- [WHAT THIS TASK INVOLVES] Convert the records starting at the line that contains "Practice step: locate the white pitch" and ending at the line that contains "point(363, 244)" into a two-column CSV with columns named text and answer, one row per record, each value in a single quoted field and line breaks replaced by spaces. Leave the pictures out.

— start MATERIAL —

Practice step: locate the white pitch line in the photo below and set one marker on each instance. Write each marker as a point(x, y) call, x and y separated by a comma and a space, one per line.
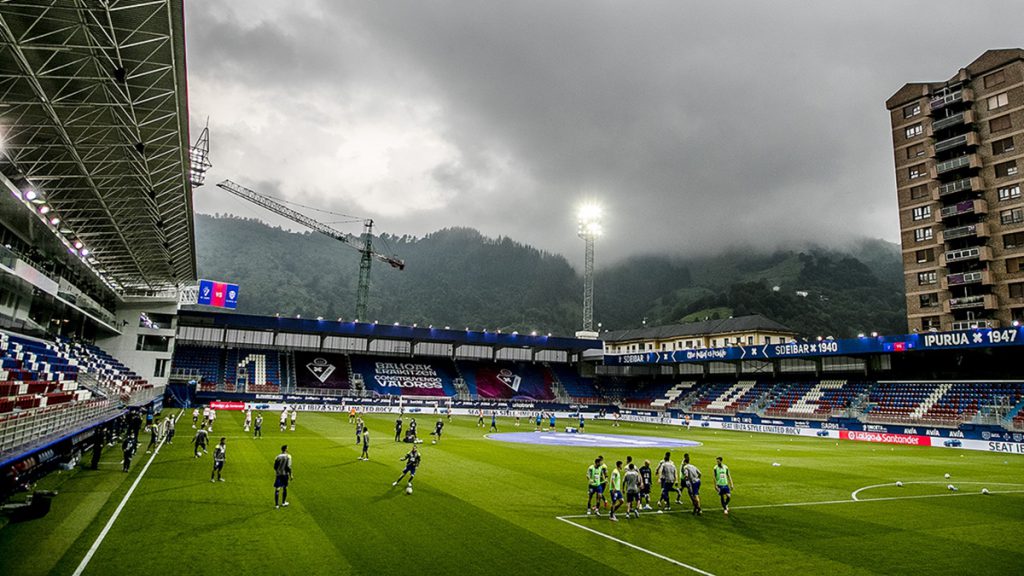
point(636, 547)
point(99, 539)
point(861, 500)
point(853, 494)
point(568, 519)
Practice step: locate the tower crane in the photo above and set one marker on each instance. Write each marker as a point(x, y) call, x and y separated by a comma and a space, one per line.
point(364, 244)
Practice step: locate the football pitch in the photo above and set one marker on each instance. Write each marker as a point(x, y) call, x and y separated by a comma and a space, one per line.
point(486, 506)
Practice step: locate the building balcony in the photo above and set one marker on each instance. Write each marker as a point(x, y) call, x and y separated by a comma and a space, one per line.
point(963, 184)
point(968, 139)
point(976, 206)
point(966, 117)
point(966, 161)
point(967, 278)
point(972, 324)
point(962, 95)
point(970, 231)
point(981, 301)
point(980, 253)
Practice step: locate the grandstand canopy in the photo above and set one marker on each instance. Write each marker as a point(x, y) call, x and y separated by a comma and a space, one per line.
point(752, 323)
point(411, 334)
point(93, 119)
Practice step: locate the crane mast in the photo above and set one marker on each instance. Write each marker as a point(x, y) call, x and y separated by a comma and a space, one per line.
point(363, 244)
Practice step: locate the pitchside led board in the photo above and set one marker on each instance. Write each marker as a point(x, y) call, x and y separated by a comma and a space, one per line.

— end MATERIAL —
— start MATERIAL —

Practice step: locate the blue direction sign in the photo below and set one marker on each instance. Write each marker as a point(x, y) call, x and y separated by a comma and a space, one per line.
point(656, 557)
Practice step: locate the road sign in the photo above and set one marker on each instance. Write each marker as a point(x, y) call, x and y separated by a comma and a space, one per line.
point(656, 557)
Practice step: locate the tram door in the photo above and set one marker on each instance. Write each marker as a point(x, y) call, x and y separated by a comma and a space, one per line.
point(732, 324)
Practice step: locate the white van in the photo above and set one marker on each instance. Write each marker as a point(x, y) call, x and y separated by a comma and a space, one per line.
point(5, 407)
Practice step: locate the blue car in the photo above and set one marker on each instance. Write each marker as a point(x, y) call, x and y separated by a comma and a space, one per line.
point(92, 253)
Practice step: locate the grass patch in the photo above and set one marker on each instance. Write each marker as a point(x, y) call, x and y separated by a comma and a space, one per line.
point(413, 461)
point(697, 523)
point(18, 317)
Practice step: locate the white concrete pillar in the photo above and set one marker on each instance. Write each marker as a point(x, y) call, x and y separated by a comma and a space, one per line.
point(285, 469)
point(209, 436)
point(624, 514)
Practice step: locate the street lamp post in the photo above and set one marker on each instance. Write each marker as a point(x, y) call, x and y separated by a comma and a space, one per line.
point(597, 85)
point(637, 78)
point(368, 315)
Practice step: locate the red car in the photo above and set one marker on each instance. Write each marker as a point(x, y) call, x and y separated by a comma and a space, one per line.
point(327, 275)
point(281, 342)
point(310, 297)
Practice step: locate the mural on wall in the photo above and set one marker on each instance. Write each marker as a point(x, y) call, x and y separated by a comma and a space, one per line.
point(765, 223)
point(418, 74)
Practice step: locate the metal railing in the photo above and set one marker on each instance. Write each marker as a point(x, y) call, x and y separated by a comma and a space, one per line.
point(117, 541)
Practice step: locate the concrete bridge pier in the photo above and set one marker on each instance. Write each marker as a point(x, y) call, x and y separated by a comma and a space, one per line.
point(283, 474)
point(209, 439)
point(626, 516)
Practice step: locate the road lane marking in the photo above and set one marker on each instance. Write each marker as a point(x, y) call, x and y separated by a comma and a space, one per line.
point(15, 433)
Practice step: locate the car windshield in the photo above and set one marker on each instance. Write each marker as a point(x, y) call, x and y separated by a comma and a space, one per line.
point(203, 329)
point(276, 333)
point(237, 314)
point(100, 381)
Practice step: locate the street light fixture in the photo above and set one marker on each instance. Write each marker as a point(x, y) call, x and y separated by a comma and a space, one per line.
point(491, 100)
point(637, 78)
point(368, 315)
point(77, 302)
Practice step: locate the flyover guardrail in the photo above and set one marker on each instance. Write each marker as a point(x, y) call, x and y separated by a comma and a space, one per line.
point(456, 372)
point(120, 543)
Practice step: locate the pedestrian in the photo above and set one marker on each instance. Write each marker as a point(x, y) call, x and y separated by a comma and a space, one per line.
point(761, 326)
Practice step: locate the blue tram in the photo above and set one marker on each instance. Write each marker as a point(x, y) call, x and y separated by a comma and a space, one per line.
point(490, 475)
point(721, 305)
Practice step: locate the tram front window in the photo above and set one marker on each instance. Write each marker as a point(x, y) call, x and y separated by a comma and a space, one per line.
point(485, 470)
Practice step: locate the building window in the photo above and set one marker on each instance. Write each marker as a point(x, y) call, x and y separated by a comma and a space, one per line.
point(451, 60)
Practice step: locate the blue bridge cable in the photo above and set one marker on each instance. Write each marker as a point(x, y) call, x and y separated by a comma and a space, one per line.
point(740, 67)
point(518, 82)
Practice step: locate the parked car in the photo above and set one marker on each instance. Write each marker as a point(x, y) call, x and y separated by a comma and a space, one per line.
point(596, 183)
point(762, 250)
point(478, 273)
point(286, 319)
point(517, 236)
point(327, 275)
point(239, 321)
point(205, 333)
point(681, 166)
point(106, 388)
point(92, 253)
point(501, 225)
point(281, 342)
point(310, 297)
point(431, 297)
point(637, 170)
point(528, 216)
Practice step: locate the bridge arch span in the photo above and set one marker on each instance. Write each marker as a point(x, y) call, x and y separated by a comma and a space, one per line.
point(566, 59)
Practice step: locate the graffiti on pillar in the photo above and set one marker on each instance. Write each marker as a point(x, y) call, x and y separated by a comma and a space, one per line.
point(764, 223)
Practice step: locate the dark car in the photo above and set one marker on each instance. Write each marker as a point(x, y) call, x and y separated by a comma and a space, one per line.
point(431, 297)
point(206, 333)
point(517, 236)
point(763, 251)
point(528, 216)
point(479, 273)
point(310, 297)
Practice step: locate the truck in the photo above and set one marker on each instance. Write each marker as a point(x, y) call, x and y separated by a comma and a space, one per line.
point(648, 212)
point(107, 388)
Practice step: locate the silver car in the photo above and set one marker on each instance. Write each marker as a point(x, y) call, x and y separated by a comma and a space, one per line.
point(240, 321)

— end MATERIAL —

- [THE REPLY]
text,answer
"Practice step: locate the white pitch line in the photo below and set one marker on each instance. Write each marker as a point(x, y) call, x and y separated by a comma and a space, one per line.","point(636, 547) point(99, 539) point(861, 500) point(853, 494) point(568, 519)"
"Practice step: locate the tower crane in the photo above and set one marker on each instance. Write each marker as a point(x, y) call, x and y separated by a comma and a space, one per line.","point(364, 244)"
"Practice step: locate the football pitch in the photo above and set one marker on each instance. Write each marker as a point(x, y) call, x and y separated by a comma and a space, one per line.","point(486, 506)"
"Practice step: locate the building balcony in the photo above and set one marker on each instance. Write each marker as a point(x, y) call, x and y separated by a comma and a space, one per line.","point(963, 184) point(968, 139) point(976, 206) point(966, 117) point(966, 161) point(967, 278) point(972, 324) point(962, 95) point(970, 231) point(981, 301) point(980, 253)"
"Practice step: locate the grandstand canopy in the photo above and set one marker on each instance. Write each marker as a point(x, y) call, x and y separated by a comma and a space, one per line.","point(752, 323) point(411, 334) point(93, 119)"
"Practice step: locate the crane mast in the photo above and set one marker on each instance. Write each marker as a point(x, y) call, x and y separated by a comma and a space, one per line.","point(363, 244)"